Testo dell'esercizio:
◆ ◆ ◆ ◆ ◆

Anna Lombroso per il Simplicissimus
Oggi proprio non mi va di unirmi al coro di Bella Ciao, mai cantata dai miei genitori, papà comandante partigiano, mamma staffetta con i volantini e pure la rivoltella nella bella borsa di cuoio a secchiello comprata nel negozio di San Salvador, che preferivano di gran lunga l’Internazionale e Bandiera Rossa.
Non mi va nemmeno di partecipare all’adunata virtuale dei “resistenti” che dai tenaci arresti domiciliari si sottraggono alla tentazione di una corsetta, del rito del sabato al supermercato, della gita al primo sole di Fregene.
Mi asterrò anche dai pistolotti canonici e dalle liturgie ufficiali che consacreranno martiri i nuovi combattenti nelle trincee delle strutture ospedaliere, delle fabbriche, delle consegne a domicilio, dei supermercati, che, se è vero che siamo di fronte a un morbo insidioso e quasi incontrastabile, ciononostante vengono mandati come i loro nonni, in battaglia con gli stivali di cartone e a sfidare i gas con la sciarpetta sferruzzata dalla mamma.
Non credo si sbagliasse Enzensberger a scrivere “ai tempi del fascismo non sapevo di vivere ai tempi del fascismo”. Spesso nella storia la nascita e il consolidarsi di una regime è stato oggetto di inconsapevolezza e incredulità da parte del popolo prima sull’orlo dell’abisso poi trascinato in avventurismi criminali, negati a posteriori, rimossi o giustificati, dopo, da una spirale di silenzio e conformismo.

◆ ◆ ◆ ◆ ◆

Ordine di lavoro: Per favore, aggiorna il passo del testo dell'esercizio da "Non mi va nemmeno" fino a "sole di Fregene." compreso, sostituendo "corsetta" con "passeggiata". Questi dati provengono da un'altra fonte.

[Dati di localizzazione spaziale]
◆ ◆ ◆ ◆ ◆

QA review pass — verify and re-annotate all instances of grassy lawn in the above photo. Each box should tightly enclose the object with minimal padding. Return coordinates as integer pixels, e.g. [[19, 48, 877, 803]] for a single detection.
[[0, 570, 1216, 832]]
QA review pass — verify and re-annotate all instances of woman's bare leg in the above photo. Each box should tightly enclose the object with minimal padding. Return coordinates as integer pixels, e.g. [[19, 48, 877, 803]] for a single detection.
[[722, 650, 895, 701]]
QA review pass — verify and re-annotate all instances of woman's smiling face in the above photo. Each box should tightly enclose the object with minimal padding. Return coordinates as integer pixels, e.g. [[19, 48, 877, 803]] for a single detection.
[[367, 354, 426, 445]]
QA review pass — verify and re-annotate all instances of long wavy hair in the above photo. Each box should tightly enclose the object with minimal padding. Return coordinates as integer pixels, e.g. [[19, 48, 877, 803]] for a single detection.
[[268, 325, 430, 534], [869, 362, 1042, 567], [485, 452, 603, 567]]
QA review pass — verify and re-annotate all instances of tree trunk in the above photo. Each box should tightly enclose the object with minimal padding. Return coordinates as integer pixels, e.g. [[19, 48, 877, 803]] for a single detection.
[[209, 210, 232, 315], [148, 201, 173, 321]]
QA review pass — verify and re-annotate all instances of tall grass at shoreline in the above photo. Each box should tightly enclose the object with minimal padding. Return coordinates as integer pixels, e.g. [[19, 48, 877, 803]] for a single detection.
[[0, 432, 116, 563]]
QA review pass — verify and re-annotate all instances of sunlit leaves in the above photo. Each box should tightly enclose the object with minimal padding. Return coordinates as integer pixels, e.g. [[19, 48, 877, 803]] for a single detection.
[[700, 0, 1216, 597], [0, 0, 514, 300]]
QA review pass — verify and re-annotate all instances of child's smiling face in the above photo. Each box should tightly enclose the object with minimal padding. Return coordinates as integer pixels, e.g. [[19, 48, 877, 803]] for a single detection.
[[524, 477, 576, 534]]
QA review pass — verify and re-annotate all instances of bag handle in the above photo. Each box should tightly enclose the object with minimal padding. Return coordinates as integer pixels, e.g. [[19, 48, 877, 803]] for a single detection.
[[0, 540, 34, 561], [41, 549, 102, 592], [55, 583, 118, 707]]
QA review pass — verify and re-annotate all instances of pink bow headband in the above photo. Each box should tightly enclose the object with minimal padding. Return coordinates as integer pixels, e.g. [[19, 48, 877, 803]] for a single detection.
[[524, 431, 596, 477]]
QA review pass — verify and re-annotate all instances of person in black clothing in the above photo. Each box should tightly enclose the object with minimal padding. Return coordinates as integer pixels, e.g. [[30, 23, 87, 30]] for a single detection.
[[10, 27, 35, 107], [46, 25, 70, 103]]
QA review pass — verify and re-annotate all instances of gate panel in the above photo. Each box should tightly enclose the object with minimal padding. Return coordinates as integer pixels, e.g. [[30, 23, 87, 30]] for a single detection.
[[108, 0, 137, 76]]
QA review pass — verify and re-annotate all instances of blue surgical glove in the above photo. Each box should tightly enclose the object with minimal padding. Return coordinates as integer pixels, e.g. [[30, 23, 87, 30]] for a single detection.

◆ ◆ ◆ ◆ ◆

Compito svolto:
Non mi va nemmeno di partecipare all’adunata virtuale dei “resistenti” che dai tenaci arresti domiciliari si sottraggono alla tentazione di una passeggiata, del rito del sabato al supermercato, della gita al primo sole di Fregene.